▶ **Instrucción 1**
Reescribe de forma más breve el párrafo del relato sobre el cachorro que empieza con «El viernes 20 de julio», sin perder sus hechos principales.
▶ **Instrucción 2**
Según el relato sobre el cachorro, ¿cuánto medía de altura el animal a sus cinco meses?
▶ **Instrucción 3**
Prosigue el relato sobre el cachorro desde el punto en que termina.

▶ **Fragmento del texto**
------

Cada mañana le servía su alimento y le encargaba la casa. Por las noches –una que otra vez en la madrugada- nada más oírme llegar gruñía y rascaba la puerta. Yo iba a checar que estuviera bien y a ponerle agua nueva. Rutina que me complacía.
El viernes 20 de julio anduvo muy contento, en la noche, Lalo, el esposo de Citlalli, se dio unos minutos para jugar con aquel cachorro que a sus cinco meses ya medía como sesenta centímetros de altura. Lalo lo zarandeaba y Lunita reía, lo abrazaba y el noble se dejaba querer. Se despidieron amigables, como otros viernes. Ninguna premonición preocupó a nadie.
El sábado en la tarde noté que había comido poco. No me preocupé, imaginé un chantaje, como otras veces, por lo que le cambié las croquetas por las que más le gustaban, pero el domingo advertí, ahora sin con ansiedad, que ni las había tocado. Me di ánimos: mañana estará bien.

------

▶ **Entradas del conjunto de datos**

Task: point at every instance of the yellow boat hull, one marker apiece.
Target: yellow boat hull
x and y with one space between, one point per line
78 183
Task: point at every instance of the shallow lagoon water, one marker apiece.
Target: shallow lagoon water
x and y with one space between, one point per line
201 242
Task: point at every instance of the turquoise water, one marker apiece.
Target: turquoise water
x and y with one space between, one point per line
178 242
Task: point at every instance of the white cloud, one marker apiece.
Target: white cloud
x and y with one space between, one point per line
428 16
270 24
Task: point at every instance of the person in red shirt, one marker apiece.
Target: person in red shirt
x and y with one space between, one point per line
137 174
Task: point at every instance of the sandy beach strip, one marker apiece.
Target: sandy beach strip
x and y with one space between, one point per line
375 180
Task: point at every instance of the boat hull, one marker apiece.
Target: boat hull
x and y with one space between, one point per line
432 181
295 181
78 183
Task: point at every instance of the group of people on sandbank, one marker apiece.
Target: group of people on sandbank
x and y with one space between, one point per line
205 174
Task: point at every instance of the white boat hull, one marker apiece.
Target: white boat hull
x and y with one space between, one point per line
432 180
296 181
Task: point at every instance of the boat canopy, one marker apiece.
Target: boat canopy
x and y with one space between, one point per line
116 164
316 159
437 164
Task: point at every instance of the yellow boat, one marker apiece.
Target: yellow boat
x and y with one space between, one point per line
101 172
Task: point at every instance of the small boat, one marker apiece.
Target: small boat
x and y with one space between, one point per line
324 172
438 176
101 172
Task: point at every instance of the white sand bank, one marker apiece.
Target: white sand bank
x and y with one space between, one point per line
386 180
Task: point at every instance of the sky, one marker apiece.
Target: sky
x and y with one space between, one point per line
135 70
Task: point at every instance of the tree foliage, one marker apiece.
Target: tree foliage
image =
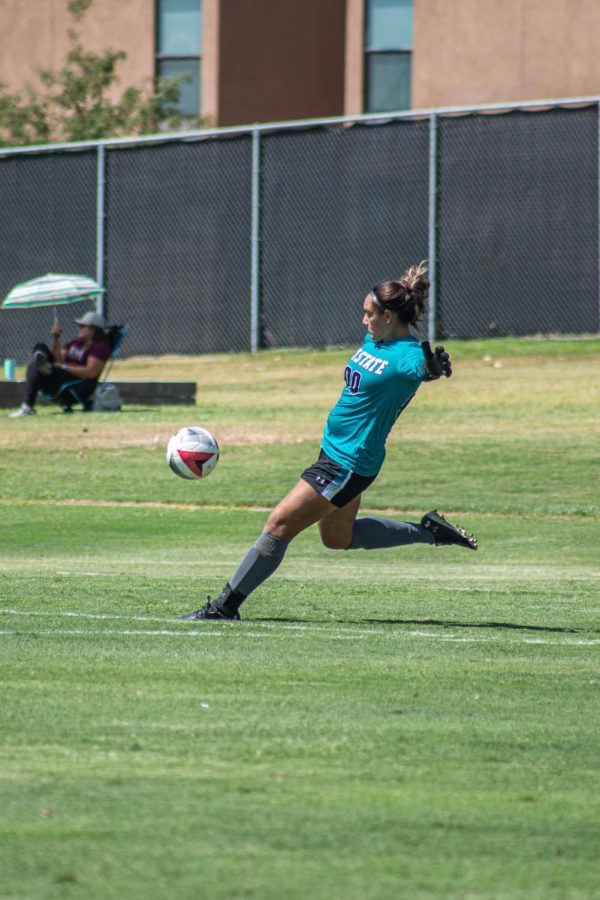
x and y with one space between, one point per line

------

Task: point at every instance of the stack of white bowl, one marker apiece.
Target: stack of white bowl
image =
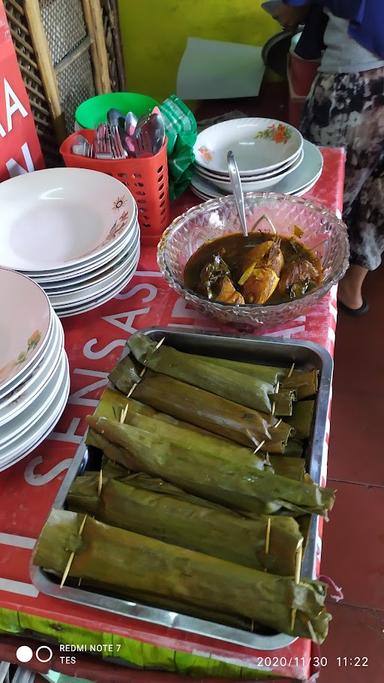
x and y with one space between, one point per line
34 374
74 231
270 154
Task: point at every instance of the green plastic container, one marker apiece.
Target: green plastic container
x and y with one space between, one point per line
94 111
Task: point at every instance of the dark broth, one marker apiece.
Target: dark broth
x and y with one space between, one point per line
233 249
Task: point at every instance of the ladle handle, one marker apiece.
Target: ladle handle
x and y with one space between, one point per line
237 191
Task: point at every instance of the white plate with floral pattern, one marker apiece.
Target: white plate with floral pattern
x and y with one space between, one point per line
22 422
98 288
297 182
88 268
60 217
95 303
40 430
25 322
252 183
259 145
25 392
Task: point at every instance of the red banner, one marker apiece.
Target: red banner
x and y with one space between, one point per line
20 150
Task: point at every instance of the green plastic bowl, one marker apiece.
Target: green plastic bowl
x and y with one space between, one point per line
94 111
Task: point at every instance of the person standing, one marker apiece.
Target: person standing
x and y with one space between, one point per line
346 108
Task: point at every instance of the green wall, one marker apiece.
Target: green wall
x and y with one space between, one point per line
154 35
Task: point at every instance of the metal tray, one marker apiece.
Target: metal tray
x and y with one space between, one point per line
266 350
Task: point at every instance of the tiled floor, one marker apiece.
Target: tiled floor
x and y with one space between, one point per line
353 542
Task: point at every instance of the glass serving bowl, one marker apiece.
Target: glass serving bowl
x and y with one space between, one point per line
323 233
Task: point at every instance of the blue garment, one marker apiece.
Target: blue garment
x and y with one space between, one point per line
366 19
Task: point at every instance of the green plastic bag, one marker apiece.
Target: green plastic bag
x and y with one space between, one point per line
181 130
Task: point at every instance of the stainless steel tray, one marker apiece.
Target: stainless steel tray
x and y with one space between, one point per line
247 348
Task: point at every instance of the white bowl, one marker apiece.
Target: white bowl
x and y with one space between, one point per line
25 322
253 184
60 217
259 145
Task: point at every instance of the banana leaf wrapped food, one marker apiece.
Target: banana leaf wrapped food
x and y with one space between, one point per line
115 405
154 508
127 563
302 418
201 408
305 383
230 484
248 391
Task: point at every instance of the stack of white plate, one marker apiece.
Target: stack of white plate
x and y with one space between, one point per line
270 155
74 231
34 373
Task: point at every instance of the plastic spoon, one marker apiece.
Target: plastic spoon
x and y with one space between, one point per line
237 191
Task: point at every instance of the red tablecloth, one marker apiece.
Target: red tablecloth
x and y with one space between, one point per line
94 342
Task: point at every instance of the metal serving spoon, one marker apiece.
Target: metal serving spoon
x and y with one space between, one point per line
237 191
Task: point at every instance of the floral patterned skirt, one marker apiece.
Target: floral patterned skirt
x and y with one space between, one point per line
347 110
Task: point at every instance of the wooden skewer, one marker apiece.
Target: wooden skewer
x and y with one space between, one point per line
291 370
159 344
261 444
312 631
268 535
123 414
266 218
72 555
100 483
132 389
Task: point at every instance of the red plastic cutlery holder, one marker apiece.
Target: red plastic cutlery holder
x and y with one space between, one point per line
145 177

------

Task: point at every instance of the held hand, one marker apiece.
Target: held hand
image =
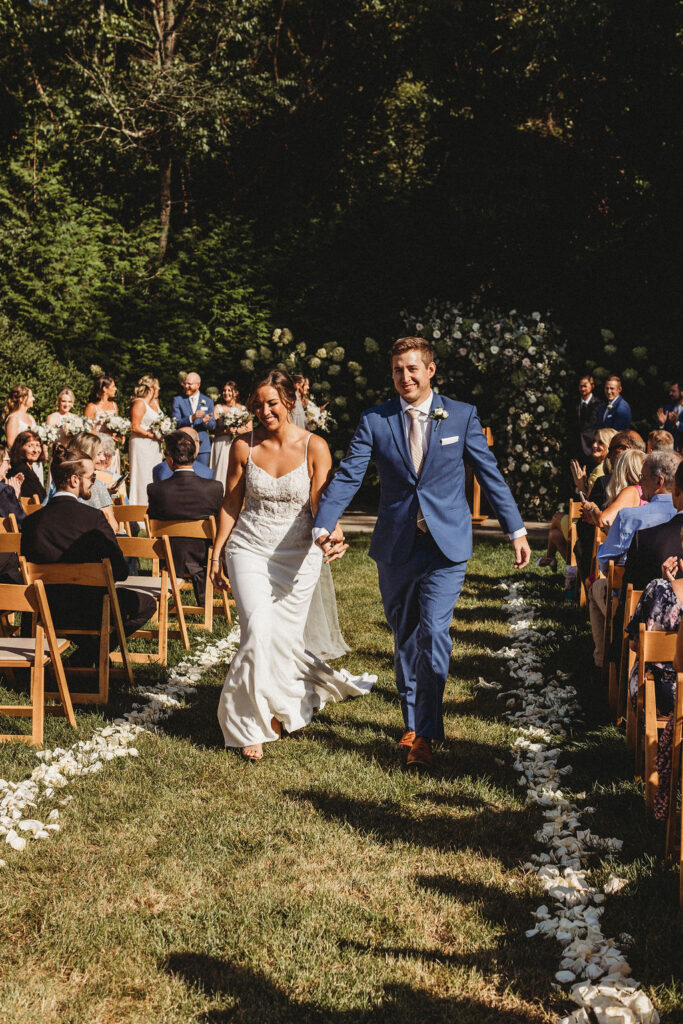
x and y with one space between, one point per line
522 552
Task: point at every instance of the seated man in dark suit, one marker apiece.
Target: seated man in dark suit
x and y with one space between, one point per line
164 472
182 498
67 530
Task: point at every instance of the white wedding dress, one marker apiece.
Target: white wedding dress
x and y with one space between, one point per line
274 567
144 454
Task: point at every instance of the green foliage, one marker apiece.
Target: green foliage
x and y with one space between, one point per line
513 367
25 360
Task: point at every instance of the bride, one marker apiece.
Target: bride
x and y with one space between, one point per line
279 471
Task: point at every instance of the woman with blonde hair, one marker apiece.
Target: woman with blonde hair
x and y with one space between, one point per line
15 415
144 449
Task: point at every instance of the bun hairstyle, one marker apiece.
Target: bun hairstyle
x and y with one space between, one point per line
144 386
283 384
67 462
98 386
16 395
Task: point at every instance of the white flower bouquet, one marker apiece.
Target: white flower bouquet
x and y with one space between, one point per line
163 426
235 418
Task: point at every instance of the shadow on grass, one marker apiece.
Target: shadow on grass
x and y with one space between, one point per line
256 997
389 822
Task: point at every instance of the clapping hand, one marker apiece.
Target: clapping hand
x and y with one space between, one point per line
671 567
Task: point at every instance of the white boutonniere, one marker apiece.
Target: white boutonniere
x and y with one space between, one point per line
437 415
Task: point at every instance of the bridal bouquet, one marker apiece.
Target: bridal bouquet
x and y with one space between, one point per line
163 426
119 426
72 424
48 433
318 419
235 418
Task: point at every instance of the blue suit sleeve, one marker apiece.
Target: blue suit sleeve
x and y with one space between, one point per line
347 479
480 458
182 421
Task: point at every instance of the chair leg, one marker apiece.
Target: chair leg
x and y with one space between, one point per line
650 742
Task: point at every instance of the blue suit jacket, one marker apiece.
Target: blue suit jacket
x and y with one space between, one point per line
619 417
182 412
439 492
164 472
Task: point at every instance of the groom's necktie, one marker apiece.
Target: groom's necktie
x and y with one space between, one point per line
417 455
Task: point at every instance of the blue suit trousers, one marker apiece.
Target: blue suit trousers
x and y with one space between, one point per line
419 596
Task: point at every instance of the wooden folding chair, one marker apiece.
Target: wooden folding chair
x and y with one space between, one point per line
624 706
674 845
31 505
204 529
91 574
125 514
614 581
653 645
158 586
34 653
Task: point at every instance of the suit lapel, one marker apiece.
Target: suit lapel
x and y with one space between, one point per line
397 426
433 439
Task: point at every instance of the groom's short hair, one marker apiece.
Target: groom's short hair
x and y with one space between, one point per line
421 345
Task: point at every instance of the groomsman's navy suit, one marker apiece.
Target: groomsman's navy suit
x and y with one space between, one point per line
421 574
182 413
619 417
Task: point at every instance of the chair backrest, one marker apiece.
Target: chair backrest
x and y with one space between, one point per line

------

▶ **Resultado 1**
El viernes 20 de julio el cachorro estuvo muy contento. Por la noche, Lalo, esposo de Citlalli, jugó unos minutos con él. A sus cinco meses ya medía unos sesenta centímetros. Lalo lo zarandeaba, Lunita reía y lo abrazaba, y él se dejaba querer. Se despidieron amigablemente, como otros viernes, y a nadie le preocupó ninguna premonición.

▶ **Resultado 2**
Medía como sesenta centímetros de altura.

▶ **Resultado 3**
El lunes que regresé de mis compromisos –después de una mañana espléndida y una tarde de ajetreos- entendí que la cosa iba en serio: Ya no podía levantarse y sus ojos había perdido el brillo. Raudo le hablé a Luis Alonso, un sobrino veterinario, que sin demora llegó a revisarlo, y no obstante las horas de la noche, conseguimos los medicamentos y él, pacientemente, se los inyectó o suministró. Como a la media hora Cachorro se reactivó, caminó, subió las escaleras y mientras lavábamos el patio regresó a hacer otra de sus suertes: varias veces metió la cabeza a la tina con agua y se refrescó con algarabía, como lo hacía casi a diario.
Luis Alonso se entusiasmo y me contagió. Los milagros existen, dijo y se despidió del perro hablándole suavecito: échale ganas, de ti depende, campeón. Mostraba total mejoría. Luis Alonso me preguntó por las vacunas (sí las tenía, pero no hallé la cartilla), me dio algunas recomendaciones y ofreció regresar el martes a media mañana para continuar el tratamiento y determinar si lo hospitalizábamos o ahí mismo se recuperaba.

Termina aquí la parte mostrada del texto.